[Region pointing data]
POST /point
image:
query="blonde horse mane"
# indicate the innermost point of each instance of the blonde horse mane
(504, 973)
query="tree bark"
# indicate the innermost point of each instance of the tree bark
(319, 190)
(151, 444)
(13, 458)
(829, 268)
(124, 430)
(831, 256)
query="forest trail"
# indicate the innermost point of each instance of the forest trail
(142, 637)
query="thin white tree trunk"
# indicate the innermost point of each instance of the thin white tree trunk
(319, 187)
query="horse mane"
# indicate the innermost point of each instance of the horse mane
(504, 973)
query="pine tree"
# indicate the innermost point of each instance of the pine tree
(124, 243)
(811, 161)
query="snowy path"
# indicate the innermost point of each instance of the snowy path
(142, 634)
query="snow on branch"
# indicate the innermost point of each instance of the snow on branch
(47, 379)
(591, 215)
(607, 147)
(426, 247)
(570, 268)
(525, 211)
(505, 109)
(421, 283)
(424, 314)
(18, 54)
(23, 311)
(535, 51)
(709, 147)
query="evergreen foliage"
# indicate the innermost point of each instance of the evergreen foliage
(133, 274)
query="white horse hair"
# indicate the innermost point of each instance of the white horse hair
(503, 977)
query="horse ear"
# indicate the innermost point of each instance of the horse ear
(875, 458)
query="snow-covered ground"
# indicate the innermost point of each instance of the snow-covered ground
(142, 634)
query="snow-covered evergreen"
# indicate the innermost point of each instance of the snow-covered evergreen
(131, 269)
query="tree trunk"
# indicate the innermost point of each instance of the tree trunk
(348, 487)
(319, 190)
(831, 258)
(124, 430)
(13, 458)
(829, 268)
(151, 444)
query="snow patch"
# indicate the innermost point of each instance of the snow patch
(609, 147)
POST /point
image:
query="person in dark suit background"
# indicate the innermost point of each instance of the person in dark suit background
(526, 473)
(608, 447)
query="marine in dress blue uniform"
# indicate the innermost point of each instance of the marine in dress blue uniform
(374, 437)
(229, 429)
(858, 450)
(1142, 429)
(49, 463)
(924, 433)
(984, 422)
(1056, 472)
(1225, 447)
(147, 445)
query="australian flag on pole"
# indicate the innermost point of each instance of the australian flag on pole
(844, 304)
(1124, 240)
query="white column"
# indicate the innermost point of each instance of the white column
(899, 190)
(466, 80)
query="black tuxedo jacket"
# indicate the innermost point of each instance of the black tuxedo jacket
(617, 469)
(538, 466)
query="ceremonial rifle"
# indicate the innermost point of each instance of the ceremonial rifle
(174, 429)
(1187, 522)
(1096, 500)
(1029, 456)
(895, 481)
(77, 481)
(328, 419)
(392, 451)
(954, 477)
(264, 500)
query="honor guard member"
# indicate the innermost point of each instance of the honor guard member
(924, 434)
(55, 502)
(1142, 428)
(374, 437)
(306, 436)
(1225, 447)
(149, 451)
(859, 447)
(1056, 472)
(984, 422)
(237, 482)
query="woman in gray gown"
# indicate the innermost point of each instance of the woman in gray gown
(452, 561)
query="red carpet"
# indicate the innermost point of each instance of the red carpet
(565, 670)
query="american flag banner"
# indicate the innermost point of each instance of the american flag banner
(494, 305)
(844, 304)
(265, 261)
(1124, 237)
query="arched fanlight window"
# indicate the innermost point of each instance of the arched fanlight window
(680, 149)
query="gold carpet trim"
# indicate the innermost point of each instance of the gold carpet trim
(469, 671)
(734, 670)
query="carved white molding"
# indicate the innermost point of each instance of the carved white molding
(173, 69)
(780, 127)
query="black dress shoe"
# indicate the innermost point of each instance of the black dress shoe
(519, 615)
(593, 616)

* EXERCISE
Please set down exactly the lines running from the one with "# indicate the innermost point of each instance of the arched" to the last line of the entries above, both of them included, and no others.

* ANSWER BOX
# indicate the innermost point of each instance of the arched fanlight window
(680, 149)
query="gold carpet trim"
# indicate the innermost point of each instance of the gold carpet trim
(469, 671)
(734, 670)
query="carved white molding"
# indicate the innermost point of each instance of the carved white molding
(173, 69)
(780, 127)
query="black dress shoe"
# indicate the innermost point of each instance of the black dress shoe
(519, 615)
(593, 616)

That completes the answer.